_INSTRUCTIONS FOR THE TASK:_
Your answer should be every line of the records that contains the word "narrow".

_SOURCE MATERIAL:_
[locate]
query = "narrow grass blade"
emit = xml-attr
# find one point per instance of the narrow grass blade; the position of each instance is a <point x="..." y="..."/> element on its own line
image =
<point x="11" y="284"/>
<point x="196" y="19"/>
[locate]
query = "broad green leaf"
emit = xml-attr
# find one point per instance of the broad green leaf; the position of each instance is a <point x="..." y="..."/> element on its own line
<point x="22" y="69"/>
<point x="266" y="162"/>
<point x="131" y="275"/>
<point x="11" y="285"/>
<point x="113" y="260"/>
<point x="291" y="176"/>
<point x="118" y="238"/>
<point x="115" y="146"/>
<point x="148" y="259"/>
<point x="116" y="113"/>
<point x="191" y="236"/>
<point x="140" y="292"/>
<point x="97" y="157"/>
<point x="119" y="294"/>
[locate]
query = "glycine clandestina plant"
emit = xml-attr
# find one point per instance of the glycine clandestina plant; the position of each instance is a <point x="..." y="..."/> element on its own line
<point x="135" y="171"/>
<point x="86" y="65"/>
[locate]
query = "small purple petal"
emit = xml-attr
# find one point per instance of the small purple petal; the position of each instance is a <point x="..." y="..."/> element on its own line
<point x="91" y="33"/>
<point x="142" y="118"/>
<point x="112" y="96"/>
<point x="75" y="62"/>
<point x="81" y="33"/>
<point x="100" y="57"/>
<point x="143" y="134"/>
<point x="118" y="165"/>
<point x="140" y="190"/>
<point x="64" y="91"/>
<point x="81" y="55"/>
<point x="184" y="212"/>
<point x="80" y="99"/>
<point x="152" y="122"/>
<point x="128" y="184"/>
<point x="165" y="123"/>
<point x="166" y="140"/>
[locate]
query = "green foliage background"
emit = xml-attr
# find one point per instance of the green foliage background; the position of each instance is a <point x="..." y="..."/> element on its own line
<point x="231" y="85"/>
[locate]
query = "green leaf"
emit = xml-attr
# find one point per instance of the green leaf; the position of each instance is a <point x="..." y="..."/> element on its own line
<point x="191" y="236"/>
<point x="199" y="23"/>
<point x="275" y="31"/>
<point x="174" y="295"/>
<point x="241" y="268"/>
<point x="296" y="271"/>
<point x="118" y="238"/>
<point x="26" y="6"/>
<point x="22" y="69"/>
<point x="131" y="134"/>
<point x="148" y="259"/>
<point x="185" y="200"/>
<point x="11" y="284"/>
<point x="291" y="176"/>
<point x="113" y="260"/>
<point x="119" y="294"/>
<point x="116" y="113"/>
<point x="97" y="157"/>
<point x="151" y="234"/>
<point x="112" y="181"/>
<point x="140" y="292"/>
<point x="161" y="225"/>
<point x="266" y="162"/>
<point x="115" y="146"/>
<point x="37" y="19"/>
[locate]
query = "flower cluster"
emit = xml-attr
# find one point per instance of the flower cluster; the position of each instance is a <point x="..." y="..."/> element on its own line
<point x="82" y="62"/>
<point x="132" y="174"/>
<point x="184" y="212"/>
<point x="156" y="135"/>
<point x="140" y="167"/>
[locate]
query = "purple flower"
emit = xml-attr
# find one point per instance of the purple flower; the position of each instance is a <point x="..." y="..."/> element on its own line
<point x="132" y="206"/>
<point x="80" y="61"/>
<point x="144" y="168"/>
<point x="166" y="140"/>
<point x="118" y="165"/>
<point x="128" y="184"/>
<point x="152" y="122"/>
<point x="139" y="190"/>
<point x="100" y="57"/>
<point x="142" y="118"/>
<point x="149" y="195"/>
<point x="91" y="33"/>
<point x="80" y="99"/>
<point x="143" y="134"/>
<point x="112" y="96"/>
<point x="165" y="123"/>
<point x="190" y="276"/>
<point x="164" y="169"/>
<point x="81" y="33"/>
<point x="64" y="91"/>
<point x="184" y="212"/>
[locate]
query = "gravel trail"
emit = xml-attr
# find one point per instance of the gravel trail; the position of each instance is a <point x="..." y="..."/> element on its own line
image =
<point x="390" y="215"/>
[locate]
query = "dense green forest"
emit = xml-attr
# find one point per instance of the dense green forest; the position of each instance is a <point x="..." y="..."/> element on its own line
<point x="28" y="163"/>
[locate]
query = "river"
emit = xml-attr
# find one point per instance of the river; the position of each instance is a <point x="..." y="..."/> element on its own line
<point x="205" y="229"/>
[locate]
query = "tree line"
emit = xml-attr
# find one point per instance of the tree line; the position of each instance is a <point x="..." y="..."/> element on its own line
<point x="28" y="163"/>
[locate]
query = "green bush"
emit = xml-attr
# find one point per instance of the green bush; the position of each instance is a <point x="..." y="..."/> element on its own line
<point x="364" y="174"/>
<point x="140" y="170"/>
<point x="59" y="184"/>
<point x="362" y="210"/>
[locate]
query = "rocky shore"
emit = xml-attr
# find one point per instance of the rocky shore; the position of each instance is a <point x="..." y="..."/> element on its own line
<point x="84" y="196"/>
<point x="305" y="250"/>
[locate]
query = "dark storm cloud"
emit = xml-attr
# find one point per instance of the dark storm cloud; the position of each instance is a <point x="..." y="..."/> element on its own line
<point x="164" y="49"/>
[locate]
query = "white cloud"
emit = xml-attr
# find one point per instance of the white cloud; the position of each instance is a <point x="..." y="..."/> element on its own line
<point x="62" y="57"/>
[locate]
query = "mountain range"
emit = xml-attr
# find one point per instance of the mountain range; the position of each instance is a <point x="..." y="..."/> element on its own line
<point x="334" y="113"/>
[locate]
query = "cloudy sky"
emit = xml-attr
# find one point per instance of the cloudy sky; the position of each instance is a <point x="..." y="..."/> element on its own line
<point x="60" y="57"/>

_RESULT BELOW:_
query = "narrow grass blade"
# find one point per instance of the narrow grass blade; the position of each instance is a <point x="..." y="..."/> element on its own line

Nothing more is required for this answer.